- [Do this]: Look for "Call locate_point to put a point on the hand" in the records below, then copy that line and every line after it, exactly and with nothing added.

===============

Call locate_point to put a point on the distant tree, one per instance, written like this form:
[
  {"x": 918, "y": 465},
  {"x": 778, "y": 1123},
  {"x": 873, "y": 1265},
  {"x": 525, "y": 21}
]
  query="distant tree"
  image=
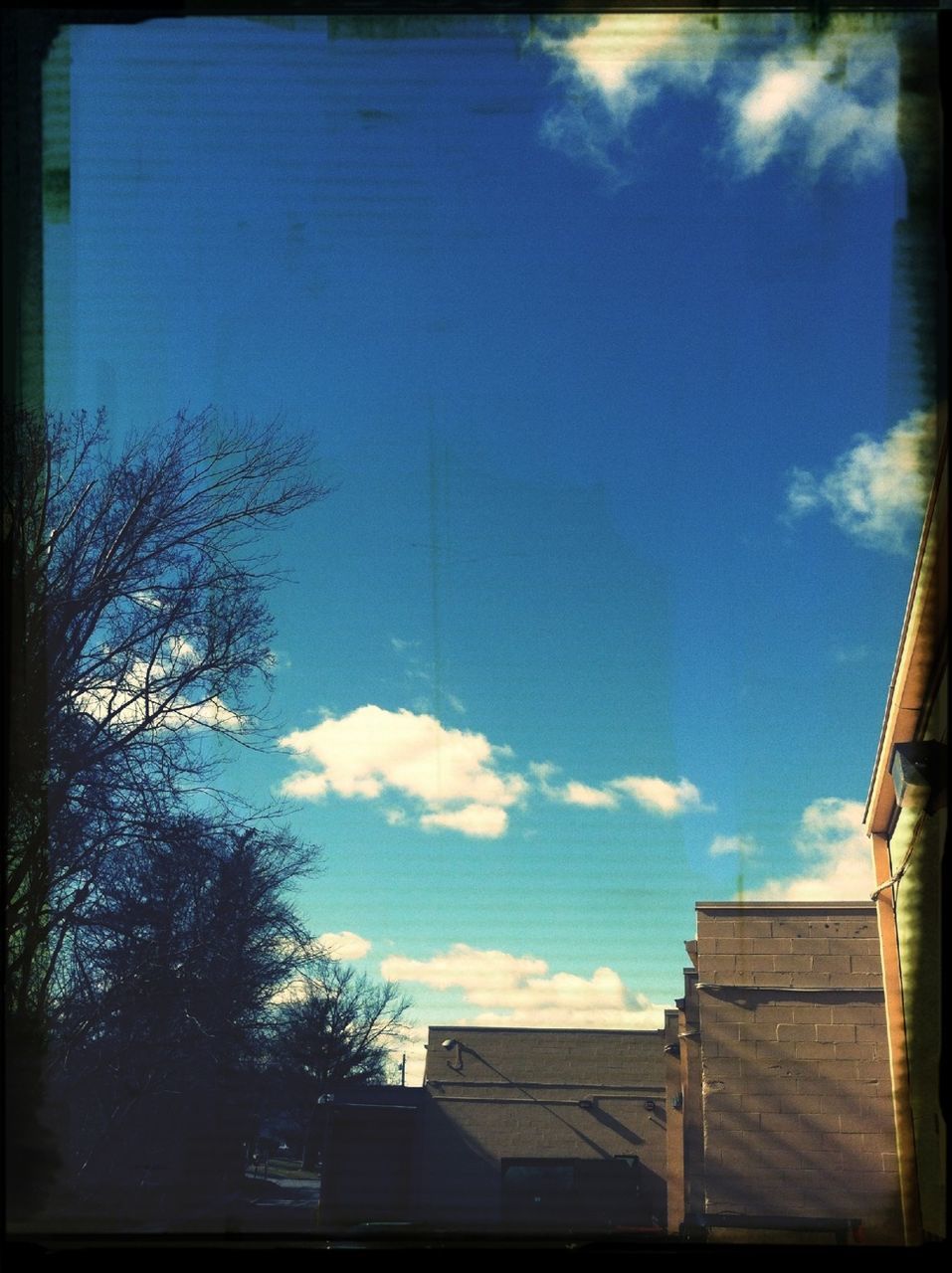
[
  {"x": 335, "y": 1026},
  {"x": 136, "y": 626},
  {"x": 173, "y": 978},
  {"x": 139, "y": 623}
]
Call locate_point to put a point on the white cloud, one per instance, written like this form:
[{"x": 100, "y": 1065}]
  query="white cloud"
[
  {"x": 833, "y": 100},
  {"x": 874, "y": 490},
  {"x": 485, "y": 821},
  {"x": 344, "y": 945},
  {"x": 839, "y": 859},
  {"x": 660, "y": 796},
  {"x": 723, "y": 844},
  {"x": 780, "y": 91},
  {"x": 572, "y": 792},
  {"x": 590, "y": 797},
  {"x": 452, "y": 773},
  {"x": 520, "y": 991}
]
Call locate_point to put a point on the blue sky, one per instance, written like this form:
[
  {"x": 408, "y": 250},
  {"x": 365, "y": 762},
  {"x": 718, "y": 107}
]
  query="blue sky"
[{"x": 597, "y": 330}]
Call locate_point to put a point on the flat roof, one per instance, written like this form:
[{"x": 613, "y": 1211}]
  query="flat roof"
[{"x": 786, "y": 905}]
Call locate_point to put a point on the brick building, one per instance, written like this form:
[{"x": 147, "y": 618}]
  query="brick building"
[
  {"x": 545, "y": 1130},
  {"x": 909, "y": 828},
  {"x": 786, "y": 1121}
]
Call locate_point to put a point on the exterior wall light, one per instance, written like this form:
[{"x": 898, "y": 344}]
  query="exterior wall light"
[{"x": 919, "y": 774}]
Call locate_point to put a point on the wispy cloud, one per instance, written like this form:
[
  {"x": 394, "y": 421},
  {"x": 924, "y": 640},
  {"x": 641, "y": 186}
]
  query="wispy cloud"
[
  {"x": 722, "y": 845},
  {"x": 778, "y": 90},
  {"x": 656, "y": 795},
  {"x": 660, "y": 796},
  {"x": 452, "y": 776},
  {"x": 875, "y": 490},
  {"x": 838, "y": 858},
  {"x": 572, "y": 792},
  {"x": 485, "y": 821},
  {"x": 519, "y": 990},
  {"x": 344, "y": 945},
  {"x": 148, "y": 690}
]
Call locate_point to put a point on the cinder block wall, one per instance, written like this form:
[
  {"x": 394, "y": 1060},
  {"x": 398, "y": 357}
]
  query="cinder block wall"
[
  {"x": 797, "y": 1103},
  {"x": 515, "y": 1094}
]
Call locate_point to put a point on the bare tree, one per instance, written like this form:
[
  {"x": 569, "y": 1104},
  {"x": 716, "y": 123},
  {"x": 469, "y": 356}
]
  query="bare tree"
[
  {"x": 335, "y": 1026},
  {"x": 173, "y": 977},
  {"x": 139, "y": 624}
]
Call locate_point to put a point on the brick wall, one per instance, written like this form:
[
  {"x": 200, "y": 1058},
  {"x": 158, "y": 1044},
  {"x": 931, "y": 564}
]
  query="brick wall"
[{"x": 796, "y": 1095}]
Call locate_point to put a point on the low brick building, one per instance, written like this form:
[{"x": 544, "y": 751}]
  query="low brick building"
[
  {"x": 784, "y": 1074},
  {"x": 545, "y": 1130}
]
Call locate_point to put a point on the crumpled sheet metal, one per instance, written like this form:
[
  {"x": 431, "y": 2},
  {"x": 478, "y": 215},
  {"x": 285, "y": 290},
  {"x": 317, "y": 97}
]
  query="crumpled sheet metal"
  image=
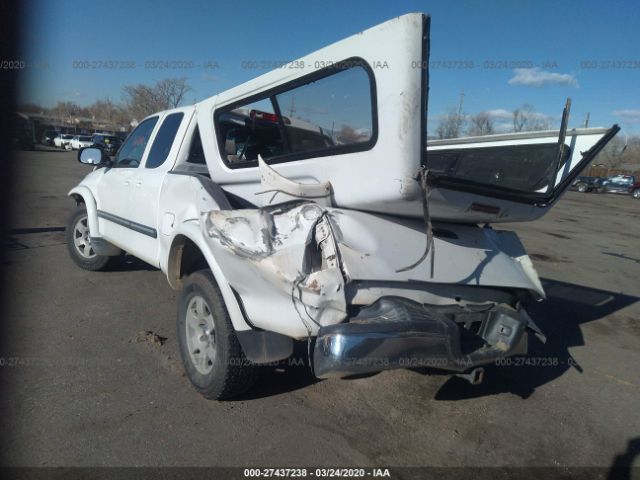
[{"x": 271, "y": 257}]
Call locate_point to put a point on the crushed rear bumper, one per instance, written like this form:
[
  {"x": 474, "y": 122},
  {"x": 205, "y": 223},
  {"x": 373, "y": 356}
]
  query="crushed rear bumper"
[{"x": 398, "y": 333}]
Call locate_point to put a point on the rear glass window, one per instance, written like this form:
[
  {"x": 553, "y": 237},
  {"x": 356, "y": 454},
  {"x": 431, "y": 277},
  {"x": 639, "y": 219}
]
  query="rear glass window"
[
  {"x": 164, "y": 140},
  {"x": 520, "y": 167},
  {"x": 331, "y": 113}
]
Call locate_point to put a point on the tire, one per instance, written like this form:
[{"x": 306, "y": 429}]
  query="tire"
[
  {"x": 79, "y": 244},
  {"x": 210, "y": 350}
]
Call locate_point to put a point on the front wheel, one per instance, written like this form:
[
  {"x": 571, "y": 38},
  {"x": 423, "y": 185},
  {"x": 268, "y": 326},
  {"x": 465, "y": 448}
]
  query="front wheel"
[
  {"x": 210, "y": 350},
  {"x": 79, "y": 242}
]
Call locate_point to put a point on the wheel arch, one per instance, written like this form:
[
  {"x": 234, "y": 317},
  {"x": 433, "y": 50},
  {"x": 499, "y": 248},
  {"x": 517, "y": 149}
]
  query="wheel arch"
[
  {"x": 187, "y": 254},
  {"x": 82, "y": 195}
]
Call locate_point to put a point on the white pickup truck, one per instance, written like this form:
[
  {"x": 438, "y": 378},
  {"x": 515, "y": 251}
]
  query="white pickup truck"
[{"x": 306, "y": 205}]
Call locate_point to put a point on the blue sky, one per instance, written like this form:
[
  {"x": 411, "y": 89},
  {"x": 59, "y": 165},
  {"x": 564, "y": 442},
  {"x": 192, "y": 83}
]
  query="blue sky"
[{"x": 586, "y": 50}]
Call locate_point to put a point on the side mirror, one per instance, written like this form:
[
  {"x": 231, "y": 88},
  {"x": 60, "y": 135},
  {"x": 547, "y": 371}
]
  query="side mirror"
[{"x": 92, "y": 156}]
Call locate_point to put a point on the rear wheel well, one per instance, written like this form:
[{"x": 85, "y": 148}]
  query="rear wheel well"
[{"x": 185, "y": 257}]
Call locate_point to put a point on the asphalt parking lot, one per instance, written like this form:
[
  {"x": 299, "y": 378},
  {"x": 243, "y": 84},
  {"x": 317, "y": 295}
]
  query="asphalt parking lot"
[{"x": 82, "y": 386}]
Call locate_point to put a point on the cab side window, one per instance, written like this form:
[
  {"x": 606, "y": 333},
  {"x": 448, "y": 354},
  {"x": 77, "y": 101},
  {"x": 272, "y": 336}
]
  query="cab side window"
[
  {"x": 130, "y": 154},
  {"x": 164, "y": 140}
]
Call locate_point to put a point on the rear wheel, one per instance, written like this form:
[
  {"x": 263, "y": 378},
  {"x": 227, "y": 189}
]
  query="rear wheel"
[
  {"x": 79, "y": 242},
  {"x": 211, "y": 354}
]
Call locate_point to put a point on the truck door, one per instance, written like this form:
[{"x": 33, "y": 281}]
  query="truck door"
[
  {"x": 114, "y": 188},
  {"x": 147, "y": 183}
]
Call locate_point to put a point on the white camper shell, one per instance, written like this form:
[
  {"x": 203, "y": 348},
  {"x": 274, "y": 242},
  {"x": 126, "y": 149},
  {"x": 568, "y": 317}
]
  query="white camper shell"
[{"x": 307, "y": 205}]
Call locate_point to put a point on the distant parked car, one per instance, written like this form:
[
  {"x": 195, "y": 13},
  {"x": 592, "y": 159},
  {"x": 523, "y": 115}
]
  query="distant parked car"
[
  {"x": 623, "y": 184},
  {"x": 48, "y": 136},
  {"x": 62, "y": 140},
  {"x": 109, "y": 144},
  {"x": 80, "y": 141},
  {"x": 587, "y": 184}
]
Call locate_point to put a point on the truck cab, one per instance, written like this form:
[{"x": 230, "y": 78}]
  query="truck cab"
[{"x": 302, "y": 206}]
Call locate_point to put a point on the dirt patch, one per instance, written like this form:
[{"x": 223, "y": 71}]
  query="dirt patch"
[
  {"x": 558, "y": 235},
  {"x": 541, "y": 257},
  {"x": 149, "y": 338}
]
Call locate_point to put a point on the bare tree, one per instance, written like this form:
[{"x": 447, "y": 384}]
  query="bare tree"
[
  {"x": 451, "y": 124},
  {"x": 526, "y": 119},
  {"x": 480, "y": 124},
  {"x": 172, "y": 91},
  {"x": 143, "y": 100}
]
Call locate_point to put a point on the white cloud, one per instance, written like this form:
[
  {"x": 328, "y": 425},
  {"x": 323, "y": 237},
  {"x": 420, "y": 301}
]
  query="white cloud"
[
  {"x": 629, "y": 116},
  {"x": 536, "y": 77}
]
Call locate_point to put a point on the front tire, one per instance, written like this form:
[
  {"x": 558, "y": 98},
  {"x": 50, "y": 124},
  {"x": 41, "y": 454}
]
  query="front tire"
[
  {"x": 79, "y": 242},
  {"x": 210, "y": 350}
]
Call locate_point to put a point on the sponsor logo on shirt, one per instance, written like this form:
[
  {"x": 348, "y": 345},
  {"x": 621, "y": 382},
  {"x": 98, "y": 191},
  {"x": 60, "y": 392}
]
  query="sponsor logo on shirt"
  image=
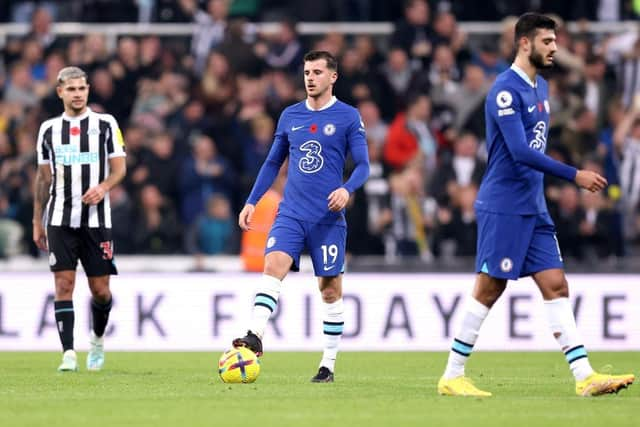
[{"x": 504, "y": 99}]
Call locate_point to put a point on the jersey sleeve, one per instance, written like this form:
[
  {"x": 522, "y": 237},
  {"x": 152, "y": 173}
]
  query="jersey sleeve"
[
  {"x": 271, "y": 166},
  {"x": 357, "y": 142},
  {"x": 115, "y": 141},
  {"x": 43, "y": 145},
  {"x": 505, "y": 106}
]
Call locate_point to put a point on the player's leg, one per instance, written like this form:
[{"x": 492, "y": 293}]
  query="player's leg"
[
  {"x": 486, "y": 292},
  {"x": 327, "y": 245},
  {"x": 498, "y": 260},
  {"x": 284, "y": 245},
  {"x": 555, "y": 291},
  {"x": 98, "y": 262},
  {"x": 63, "y": 258},
  {"x": 332, "y": 325},
  {"x": 544, "y": 263},
  {"x": 101, "y": 304},
  {"x": 65, "y": 317}
]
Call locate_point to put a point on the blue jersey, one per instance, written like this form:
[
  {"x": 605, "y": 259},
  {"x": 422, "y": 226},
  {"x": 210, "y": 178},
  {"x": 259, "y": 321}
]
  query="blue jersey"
[
  {"x": 517, "y": 126},
  {"x": 317, "y": 143}
]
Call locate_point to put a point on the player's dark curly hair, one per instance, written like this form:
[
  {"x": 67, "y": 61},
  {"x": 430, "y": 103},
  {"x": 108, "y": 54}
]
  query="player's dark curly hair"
[
  {"x": 314, "y": 55},
  {"x": 529, "y": 23}
]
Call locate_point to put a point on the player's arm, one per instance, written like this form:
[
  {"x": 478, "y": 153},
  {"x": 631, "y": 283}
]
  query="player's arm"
[
  {"x": 40, "y": 199},
  {"x": 268, "y": 173},
  {"x": 360, "y": 154},
  {"x": 41, "y": 191},
  {"x": 117, "y": 166},
  {"x": 510, "y": 123}
]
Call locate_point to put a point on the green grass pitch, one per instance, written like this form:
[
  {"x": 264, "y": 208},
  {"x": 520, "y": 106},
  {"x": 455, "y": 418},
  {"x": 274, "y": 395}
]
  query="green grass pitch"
[{"x": 371, "y": 389}]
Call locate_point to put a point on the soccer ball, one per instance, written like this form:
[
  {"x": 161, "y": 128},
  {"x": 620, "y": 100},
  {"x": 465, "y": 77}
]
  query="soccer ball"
[{"x": 239, "y": 365}]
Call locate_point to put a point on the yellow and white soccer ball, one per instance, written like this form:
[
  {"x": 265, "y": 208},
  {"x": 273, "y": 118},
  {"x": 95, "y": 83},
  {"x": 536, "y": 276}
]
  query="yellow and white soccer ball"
[{"x": 239, "y": 365}]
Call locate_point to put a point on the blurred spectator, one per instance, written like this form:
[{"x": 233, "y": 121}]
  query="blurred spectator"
[
  {"x": 369, "y": 52},
  {"x": 368, "y": 211},
  {"x": 21, "y": 88},
  {"x": 568, "y": 217},
  {"x": 595, "y": 89},
  {"x": 457, "y": 226},
  {"x": 41, "y": 28},
  {"x": 580, "y": 138},
  {"x": 407, "y": 235},
  {"x": 125, "y": 69},
  {"x": 255, "y": 147},
  {"x": 214, "y": 228},
  {"x": 413, "y": 33},
  {"x": 399, "y": 73},
  {"x": 157, "y": 230},
  {"x": 627, "y": 141},
  {"x": 462, "y": 169},
  {"x": 160, "y": 167},
  {"x": 489, "y": 59},
  {"x": 122, "y": 211},
  {"x": 254, "y": 240},
  {"x": 202, "y": 174},
  {"x": 409, "y": 138},
  {"x": 239, "y": 51},
  {"x": 217, "y": 87},
  {"x": 595, "y": 229},
  {"x": 209, "y": 31},
  {"x": 95, "y": 53},
  {"x": 10, "y": 229},
  {"x": 376, "y": 128},
  {"x": 356, "y": 83},
  {"x": 282, "y": 50}
]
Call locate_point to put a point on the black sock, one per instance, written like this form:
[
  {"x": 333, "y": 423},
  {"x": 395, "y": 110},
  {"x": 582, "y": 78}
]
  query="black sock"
[
  {"x": 100, "y": 315},
  {"x": 65, "y": 318}
]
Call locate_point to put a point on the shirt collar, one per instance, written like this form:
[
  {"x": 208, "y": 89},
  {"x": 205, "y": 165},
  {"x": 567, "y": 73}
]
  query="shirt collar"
[
  {"x": 80, "y": 117},
  {"x": 523, "y": 75},
  {"x": 332, "y": 101}
]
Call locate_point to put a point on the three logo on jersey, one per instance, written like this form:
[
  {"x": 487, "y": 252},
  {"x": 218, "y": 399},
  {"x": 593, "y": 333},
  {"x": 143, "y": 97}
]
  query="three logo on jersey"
[
  {"x": 313, "y": 161},
  {"x": 328, "y": 129}
]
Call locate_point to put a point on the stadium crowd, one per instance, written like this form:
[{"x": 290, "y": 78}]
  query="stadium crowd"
[{"x": 198, "y": 115}]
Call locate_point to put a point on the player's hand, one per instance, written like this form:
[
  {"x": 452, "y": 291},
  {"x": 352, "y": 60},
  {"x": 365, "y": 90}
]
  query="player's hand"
[
  {"x": 94, "y": 195},
  {"x": 338, "y": 199},
  {"x": 244, "y": 219},
  {"x": 590, "y": 180},
  {"x": 39, "y": 236}
]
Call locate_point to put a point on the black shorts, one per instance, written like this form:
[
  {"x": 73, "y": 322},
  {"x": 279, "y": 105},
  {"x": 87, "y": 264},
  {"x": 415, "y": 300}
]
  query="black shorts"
[{"x": 93, "y": 246}]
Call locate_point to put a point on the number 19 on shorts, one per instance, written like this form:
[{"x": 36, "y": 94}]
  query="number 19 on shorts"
[{"x": 329, "y": 252}]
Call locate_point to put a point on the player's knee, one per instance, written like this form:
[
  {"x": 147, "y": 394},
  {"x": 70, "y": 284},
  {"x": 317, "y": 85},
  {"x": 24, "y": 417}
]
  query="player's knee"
[
  {"x": 64, "y": 287},
  {"x": 276, "y": 267},
  {"x": 102, "y": 296},
  {"x": 330, "y": 295},
  {"x": 559, "y": 289}
]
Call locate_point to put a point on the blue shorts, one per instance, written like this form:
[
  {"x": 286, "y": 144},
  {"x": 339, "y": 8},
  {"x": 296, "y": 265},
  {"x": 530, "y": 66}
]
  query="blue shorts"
[
  {"x": 326, "y": 243},
  {"x": 513, "y": 246}
]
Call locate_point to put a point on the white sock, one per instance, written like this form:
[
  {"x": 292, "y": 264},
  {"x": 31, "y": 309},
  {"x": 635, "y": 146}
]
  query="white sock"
[
  {"x": 464, "y": 341},
  {"x": 563, "y": 326},
  {"x": 332, "y": 327},
  {"x": 264, "y": 304}
]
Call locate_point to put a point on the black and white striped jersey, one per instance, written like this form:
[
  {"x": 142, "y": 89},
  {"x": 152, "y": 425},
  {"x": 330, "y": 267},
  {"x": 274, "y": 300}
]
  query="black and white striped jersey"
[{"x": 78, "y": 150}]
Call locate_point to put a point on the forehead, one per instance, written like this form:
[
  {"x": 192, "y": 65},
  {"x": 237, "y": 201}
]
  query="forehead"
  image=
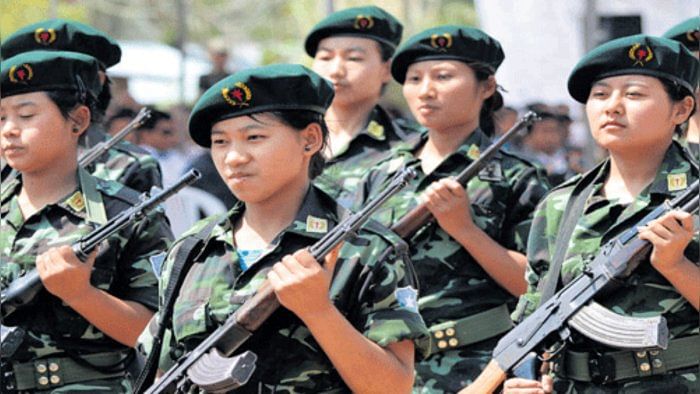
[
  {"x": 37, "y": 98},
  {"x": 348, "y": 43},
  {"x": 439, "y": 64}
]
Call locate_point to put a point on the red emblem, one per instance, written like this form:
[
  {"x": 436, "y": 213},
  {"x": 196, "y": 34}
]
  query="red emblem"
[
  {"x": 237, "y": 96},
  {"x": 363, "y": 22},
  {"x": 21, "y": 74},
  {"x": 441, "y": 41},
  {"x": 640, "y": 54},
  {"x": 44, "y": 36}
]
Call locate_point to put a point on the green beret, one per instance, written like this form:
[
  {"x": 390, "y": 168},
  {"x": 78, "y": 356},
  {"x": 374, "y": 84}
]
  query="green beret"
[
  {"x": 687, "y": 32},
  {"x": 448, "y": 42},
  {"x": 367, "y": 22},
  {"x": 38, "y": 71},
  {"x": 63, "y": 35},
  {"x": 638, "y": 54},
  {"x": 278, "y": 87}
]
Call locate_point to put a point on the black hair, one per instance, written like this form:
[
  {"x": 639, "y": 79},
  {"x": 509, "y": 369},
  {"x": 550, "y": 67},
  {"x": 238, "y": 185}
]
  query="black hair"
[
  {"x": 298, "y": 120},
  {"x": 492, "y": 104},
  {"x": 68, "y": 100},
  {"x": 677, "y": 93}
]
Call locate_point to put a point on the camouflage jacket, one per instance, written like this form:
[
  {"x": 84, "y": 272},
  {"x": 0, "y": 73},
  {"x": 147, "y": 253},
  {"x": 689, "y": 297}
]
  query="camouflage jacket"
[
  {"x": 344, "y": 171},
  {"x": 373, "y": 289},
  {"x": 646, "y": 292},
  {"x": 502, "y": 196},
  {"x": 123, "y": 267},
  {"x": 125, "y": 163}
]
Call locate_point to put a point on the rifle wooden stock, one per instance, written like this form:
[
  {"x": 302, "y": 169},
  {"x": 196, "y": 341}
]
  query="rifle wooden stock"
[
  {"x": 420, "y": 215},
  {"x": 489, "y": 381}
]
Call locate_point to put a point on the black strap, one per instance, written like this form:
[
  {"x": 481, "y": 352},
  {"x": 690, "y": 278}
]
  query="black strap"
[
  {"x": 572, "y": 212},
  {"x": 184, "y": 258}
]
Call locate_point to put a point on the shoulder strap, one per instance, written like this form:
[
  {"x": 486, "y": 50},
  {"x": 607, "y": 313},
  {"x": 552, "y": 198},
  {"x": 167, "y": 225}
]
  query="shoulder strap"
[
  {"x": 184, "y": 258},
  {"x": 572, "y": 212}
]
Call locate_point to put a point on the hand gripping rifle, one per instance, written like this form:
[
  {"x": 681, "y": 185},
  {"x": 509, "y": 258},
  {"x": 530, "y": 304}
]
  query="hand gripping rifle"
[
  {"x": 420, "y": 215},
  {"x": 208, "y": 365},
  {"x": 98, "y": 150},
  {"x": 616, "y": 259},
  {"x": 22, "y": 290}
]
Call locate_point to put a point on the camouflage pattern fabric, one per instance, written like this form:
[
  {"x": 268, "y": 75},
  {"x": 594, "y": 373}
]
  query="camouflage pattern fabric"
[
  {"x": 124, "y": 163},
  {"x": 452, "y": 284},
  {"x": 124, "y": 266},
  {"x": 374, "y": 289},
  {"x": 345, "y": 169},
  {"x": 645, "y": 293}
]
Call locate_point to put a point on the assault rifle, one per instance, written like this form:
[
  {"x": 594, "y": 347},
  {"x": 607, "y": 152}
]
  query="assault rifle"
[
  {"x": 421, "y": 215},
  {"x": 616, "y": 259},
  {"x": 98, "y": 150},
  {"x": 23, "y": 290},
  {"x": 208, "y": 365}
]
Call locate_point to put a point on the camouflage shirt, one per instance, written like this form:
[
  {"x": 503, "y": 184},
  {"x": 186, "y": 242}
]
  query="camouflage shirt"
[
  {"x": 373, "y": 289},
  {"x": 452, "y": 284},
  {"x": 125, "y": 163},
  {"x": 123, "y": 267},
  {"x": 646, "y": 292},
  {"x": 344, "y": 171}
]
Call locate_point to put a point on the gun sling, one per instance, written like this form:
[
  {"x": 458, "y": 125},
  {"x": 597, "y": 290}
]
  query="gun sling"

===============

- [The solution]:
Call locate_point to put a point on the hand gripping rifle, one per instance, written like this form:
[
  {"x": 681, "y": 185},
  {"x": 509, "y": 258},
  {"x": 530, "y": 304}
]
  query="hand gripping rifle"
[
  {"x": 420, "y": 215},
  {"x": 208, "y": 365},
  {"x": 98, "y": 150},
  {"x": 616, "y": 259},
  {"x": 22, "y": 290}
]
Call locate_point to put a point on the camouflage pattern fabric, one per instance, written like this form:
[
  {"x": 268, "y": 75},
  {"x": 594, "y": 373}
]
  query="camouflage pattern fabric"
[
  {"x": 124, "y": 163},
  {"x": 452, "y": 284},
  {"x": 124, "y": 266},
  {"x": 374, "y": 289},
  {"x": 345, "y": 169},
  {"x": 645, "y": 293}
]
Call locate_point to put a point on the assault rifle, one per instance, written like this form:
[
  {"x": 594, "y": 347},
  {"x": 607, "y": 152}
]
  query="assault rifle"
[
  {"x": 421, "y": 215},
  {"x": 616, "y": 259},
  {"x": 98, "y": 150},
  {"x": 23, "y": 290},
  {"x": 208, "y": 365}
]
Call locate_point to put a point on the camouflage shirt, one per instance, written like this form:
[
  {"x": 503, "y": 184},
  {"x": 186, "y": 242}
]
  query="camouflage shirt"
[
  {"x": 373, "y": 289},
  {"x": 452, "y": 284},
  {"x": 125, "y": 163},
  {"x": 123, "y": 267},
  {"x": 646, "y": 292},
  {"x": 344, "y": 171}
]
Call locate_point to put a point on the gun sling, one per instance, written like this form:
[
  {"x": 458, "y": 125},
  {"x": 597, "y": 290}
]
  query="gun sling"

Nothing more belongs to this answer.